- **What to work on**: Return all of the data below verbatim, with every line unchanged.

Rows from a pointing dataset:
-- Begin --

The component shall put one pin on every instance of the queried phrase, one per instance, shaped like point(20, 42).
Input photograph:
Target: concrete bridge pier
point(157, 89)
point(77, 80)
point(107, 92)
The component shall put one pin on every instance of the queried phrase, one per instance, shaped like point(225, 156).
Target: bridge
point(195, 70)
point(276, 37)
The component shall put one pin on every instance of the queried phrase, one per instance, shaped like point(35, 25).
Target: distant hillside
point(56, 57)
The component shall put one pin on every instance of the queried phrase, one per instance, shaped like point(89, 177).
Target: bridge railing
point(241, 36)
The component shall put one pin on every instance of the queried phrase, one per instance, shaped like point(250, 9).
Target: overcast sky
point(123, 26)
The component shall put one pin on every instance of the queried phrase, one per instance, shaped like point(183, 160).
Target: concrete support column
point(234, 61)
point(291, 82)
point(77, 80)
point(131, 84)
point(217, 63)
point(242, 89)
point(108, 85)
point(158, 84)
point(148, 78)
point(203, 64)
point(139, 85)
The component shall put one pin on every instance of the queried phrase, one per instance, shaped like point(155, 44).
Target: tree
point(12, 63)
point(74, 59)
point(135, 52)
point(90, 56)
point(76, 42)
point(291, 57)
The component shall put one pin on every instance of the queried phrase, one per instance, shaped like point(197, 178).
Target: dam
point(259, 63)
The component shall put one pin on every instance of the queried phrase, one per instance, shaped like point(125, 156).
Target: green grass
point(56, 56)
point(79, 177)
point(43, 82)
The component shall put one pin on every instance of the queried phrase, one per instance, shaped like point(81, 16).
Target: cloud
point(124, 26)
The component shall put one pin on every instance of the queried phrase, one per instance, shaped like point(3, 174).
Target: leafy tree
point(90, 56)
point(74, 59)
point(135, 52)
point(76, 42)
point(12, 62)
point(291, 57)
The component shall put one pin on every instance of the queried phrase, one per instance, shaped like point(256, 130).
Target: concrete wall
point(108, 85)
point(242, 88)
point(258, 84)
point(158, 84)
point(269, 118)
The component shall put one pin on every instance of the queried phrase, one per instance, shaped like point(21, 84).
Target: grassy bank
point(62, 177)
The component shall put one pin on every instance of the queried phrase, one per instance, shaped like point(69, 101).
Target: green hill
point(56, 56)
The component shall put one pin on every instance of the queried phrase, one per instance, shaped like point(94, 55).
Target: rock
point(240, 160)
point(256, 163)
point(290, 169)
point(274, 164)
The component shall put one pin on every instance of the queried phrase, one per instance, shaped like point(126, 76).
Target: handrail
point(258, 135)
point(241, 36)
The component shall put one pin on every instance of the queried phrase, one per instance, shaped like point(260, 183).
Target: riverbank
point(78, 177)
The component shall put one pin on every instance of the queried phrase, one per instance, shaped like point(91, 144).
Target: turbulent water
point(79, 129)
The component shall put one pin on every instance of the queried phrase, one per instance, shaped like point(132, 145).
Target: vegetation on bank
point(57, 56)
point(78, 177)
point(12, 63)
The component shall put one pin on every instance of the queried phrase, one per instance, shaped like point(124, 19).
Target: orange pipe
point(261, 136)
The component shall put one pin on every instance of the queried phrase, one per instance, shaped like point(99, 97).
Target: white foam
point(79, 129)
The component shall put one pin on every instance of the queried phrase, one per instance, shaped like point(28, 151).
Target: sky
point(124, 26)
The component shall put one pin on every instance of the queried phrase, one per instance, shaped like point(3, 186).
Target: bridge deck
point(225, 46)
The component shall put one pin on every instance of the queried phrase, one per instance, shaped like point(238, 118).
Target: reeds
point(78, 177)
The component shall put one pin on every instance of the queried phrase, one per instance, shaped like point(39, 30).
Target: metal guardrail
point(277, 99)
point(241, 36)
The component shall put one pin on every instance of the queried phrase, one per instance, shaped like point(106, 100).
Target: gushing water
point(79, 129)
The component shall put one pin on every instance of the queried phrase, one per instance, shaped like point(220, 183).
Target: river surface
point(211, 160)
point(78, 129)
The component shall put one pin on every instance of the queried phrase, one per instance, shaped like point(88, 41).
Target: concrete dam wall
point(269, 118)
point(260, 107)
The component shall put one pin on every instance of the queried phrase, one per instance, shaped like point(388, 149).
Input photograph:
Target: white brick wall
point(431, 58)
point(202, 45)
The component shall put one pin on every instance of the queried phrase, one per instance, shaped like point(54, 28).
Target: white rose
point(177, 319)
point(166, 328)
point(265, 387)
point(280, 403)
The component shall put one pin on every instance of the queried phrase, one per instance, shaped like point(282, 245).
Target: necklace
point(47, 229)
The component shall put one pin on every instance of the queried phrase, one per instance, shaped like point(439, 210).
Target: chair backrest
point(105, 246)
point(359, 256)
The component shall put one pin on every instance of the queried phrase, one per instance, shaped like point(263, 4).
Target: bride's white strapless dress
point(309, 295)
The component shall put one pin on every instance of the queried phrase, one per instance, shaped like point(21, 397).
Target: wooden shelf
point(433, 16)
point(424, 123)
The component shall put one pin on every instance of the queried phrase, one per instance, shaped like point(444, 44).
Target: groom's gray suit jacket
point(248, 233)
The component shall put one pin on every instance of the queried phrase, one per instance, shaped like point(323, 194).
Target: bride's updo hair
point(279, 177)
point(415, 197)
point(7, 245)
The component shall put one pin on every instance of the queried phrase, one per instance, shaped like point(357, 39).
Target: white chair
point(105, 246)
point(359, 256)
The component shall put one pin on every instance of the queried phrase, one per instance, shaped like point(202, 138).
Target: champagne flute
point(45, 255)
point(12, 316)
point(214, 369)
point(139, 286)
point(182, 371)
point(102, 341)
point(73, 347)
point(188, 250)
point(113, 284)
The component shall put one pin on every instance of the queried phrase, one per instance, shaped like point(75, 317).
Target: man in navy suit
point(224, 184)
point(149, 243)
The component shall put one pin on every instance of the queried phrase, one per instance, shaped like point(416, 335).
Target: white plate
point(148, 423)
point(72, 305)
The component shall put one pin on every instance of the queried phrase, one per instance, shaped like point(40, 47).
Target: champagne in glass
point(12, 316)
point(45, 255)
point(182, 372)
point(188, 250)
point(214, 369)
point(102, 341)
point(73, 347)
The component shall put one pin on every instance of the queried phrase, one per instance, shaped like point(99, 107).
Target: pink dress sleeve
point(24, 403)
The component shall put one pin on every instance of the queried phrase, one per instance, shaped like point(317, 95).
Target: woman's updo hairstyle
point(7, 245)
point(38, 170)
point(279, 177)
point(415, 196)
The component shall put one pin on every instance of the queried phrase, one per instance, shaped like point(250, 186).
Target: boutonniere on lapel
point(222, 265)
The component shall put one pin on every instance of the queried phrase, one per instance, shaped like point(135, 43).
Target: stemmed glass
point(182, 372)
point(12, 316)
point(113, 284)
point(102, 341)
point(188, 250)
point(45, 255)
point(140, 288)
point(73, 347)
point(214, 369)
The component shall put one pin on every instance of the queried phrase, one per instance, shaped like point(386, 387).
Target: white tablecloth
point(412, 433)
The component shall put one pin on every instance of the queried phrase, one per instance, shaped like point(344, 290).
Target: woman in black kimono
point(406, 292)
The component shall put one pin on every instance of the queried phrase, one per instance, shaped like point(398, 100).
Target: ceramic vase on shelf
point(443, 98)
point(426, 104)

-- End --

- **Result**:
The component shall put one pin on every instance of the queried phrase, one per instance, shaped like point(20, 42).
Input photograph:
Target: concrete bridge pier
point(157, 89)
point(77, 80)
point(107, 92)
The component shall put one pin on every instance of the queried phrase, one per instance, shaped like point(225, 156).
Target: bridge
point(195, 70)
point(276, 37)
The component shall put one pin on every instance of the queried phrase, one per instance, shaped like point(35, 25).
Target: distant hillside
point(56, 57)
The component shall put one pin on every instance of the queried phrase, one per instance, shaped like point(89, 177).
Target: bridge railing
point(241, 36)
The component shall put one pin on every instance of the queried phrase, one per instance, shaped like point(250, 9).
Target: overcast sky
point(123, 26)
The component shall put one pin on every instance of the queried phrase, one per instance, shaped like point(183, 160).
Target: concrete support column
point(234, 61)
point(291, 82)
point(77, 80)
point(131, 84)
point(217, 63)
point(242, 89)
point(108, 85)
point(158, 84)
point(148, 78)
point(203, 64)
point(139, 85)
The component shall put one pin on every instance of the queried phrase, one per instance, shaped like point(155, 44).
Target: tree
point(12, 63)
point(74, 59)
point(135, 52)
point(90, 56)
point(76, 42)
point(291, 57)
The component shall put one pin on every instance of the queried phrase, one per instance, shaped like point(197, 178).
Target: dam
point(259, 63)
The component shall put one pin on every instance of the queried phrase, one per instance, shaped like point(125, 156).
Target: green grass
point(56, 56)
point(79, 177)
point(43, 82)
The component shall put one pin on every instance of the queried phrase, one per instance, shaped like point(81, 16).
Target: cloud
point(124, 26)
The component shall put one pin on every instance of the queried phrase, one per instance, shaped like point(3, 174).
Target: leafy tree
point(90, 56)
point(74, 59)
point(135, 52)
point(76, 42)
point(12, 62)
point(291, 57)
The component shall put one pin on every instance of the queried phrase, one per instance, shaped like point(256, 130).
Target: concrete wall
point(108, 85)
point(242, 88)
point(258, 84)
point(158, 84)
point(269, 118)
The component shall put one pin on every instance of the queried phrase, one per instance, shaped like point(21, 84).
Target: grassy bank
point(62, 177)
The component shall put one pin on every instance of the queried phrase, one per instance, shaped like point(69, 101).
Target: green hill
point(56, 56)
The component shall put one pin on every instance of the queried phrase, one per instance, shaped like point(94, 55).
Target: rock
point(240, 160)
point(256, 163)
point(290, 169)
point(274, 164)
The component shall put one pin on every instance of the queried phrase, one per instance, shaped like point(126, 76).
Target: handrail
point(258, 135)
point(241, 36)
The component shall put one pin on every instance of the queried phrase, one per instance, shaped like point(260, 183).
Target: riverbank
point(78, 177)
The component shall put one pin on every instance of the queried phrase, one per instance, shaped like point(91, 144).
Target: turbulent water
point(79, 129)
The component shall put one pin on every instance of the queried phrase, one per instance, shaped like point(132, 145).
Target: vegetation on bank
point(57, 56)
point(78, 177)
point(12, 63)
The component shall put one pin on every instance of the queried phrase, one per instance, shaped like point(124, 19).
Target: orange pipe
point(261, 136)
The component shall put one pin on every instance of the queried phrase, one per instance, shaped like point(99, 97).
Target: white foam
point(79, 129)
The component shall put one pin on every instance of the queried phrase, one per instance, shaped like point(28, 151).
Target: sky
point(124, 26)
The component shall put one pin on every instance of the queried phrase, one per instance, shaped like point(3, 186).
Target: bridge deck
point(225, 46)
The component shall put one pin on every instance of the queried phrase, one per instance, shaped like point(238, 118).
Target: reeds
point(78, 177)
The component shall put one pin on every instance of the queried phrase, one per instance, shaped like point(39, 30).
Target: metal guardrail
point(277, 99)
point(241, 36)
The component shall put one pin on every instance of the queried phrase, one per instance, shaped like point(106, 100).
Target: gushing water
point(79, 129)
The component shall put one pin on every instance of the queried phrase, one per instance, shaped like point(220, 183).
Target: river surface
point(211, 160)
point(78, 129)
The component shall put one pin on every instance of the queried phrase, one per instance, shaped like point(88, 41).
Target: concrete dam wall
point(269, 118)
point(260, 107)
The component shall put one pin on every instance of the queried phrase, one per instance, shaped like point(388, 149).
Input photograph:
Target: white brick wall
point(431, 58)
point(202, 45)
The component shall put one pin on every instance of the queried phrase, one per instance, shaped like point(54, 28).
Target: white rose
point(177, 319)
point(166, 328)
point(265, 387)
point(280, 403)
The component shall put one pin on every instance of the queried phrase, one per instance, shaped like point(282, 245).
Target: necklace
point(47, 229)
The component shall put one pin on every instance of the queried phrase, one per instance, shaped like point(439, 210).
Target: chair backrest
point(105, 246)
point(359, 256)
The component shall put one pin on every instance of the queried phrase, one per instance, shaped like point(263, 4).
Target: bride's white strapless dress
point(309, 295)
The component shall put one pin on every instance of the queried phrase, one per instance, shaped like point(21, 397).
Target: wooden shelf
point(433, 16)
point(424, 123)
The component shall put one pin on every instance of the queried phrase, one per instance, shaped like point(444, 44).
Target: groom's gray suit jacket
point(248, 233)
The component shall put one pin on every instance of the queried phrase, one per instance, shaped like point(323, 194).
Target: bride's updo hair
point(279, 177)
point(415, 197)
point(7, 245)
The component shall put one pin on every instance of the queried phrase, one per instance, shaped like point(357, 39).
Target: white chair
point(105, 246)
point(359, 256)
The component shall put one pin on every instance of the queried phrase, one per instance, shaped like point(202, 138).
Target: champagne flute
point(45, 255)
point(12, 316)
point(214, 369)
point(139, 286)
point(182, 371)
point(102, 341)
point(73, 347)
point(188, 250)
point(113, 284)
The component shall put one pin on every instance of the queried phrase, one per instance, shaped like point(75, 317).
Target: man in navy suit
point(224, 184)
point(149, 243)
The component shall put one pin on every instance of the queried phrase, one per instance, shaped like point(416, 335).
Target: white plate
point(148, 423)
point(72, 305)
The component shall put one pin on every instance of the queried phrase, one per instance, shaped like point(40, 47).
Target: champagne in glass
point(12, 316)
point(45, 255)
point(182, 372)
point(188, 250)
point(214, 369)
point(102, 341)
point(73, 347)
The component shall put one pin on every instance of the queried phrase, one per instance, shaped like point(99, 107).
Target: pink dress sleeve
point(24, 403)
The component shall put one pin on every instance of the queried phrase, one per instance, shaped like point(317, 95).
Target: woman's updo hairstyle
point(7, 245)
point(38, 170)
point(279, 177)
point(415, 196)
The component shall put one pin on every instance of the queried phrase, one per instance, shaped like point(250, 186).
Target: boutonniere on lapel
point(222, 265)
The component shall put one pin on every instance of the queried phrase, one per instance, shaped like point(135, 43).
Target: stemmed glass
point(182, 372)
point(12, 316)
point(113, 284)
point(102, 341)
point(188, 250)
point(45, 255)
point(140, 288)
point(73, 347)
point(214, 369)
The component shall put one pin on every instance of the queried phrase, one per instance, shaped like point(386, 387).
Target: white tablecloth
point(412, 433)
The component shall put one pin on every instance of the queried phrase, one per instance, shaped like point(344, 290).
Target: woman in black kimono
point(406, 292)
The component shall put one pin on every instance of the queried phrase, one per instance, shaped like point(398, 100).
Target: ceramic vase on shelf
point(443, 98)
point(426, 104)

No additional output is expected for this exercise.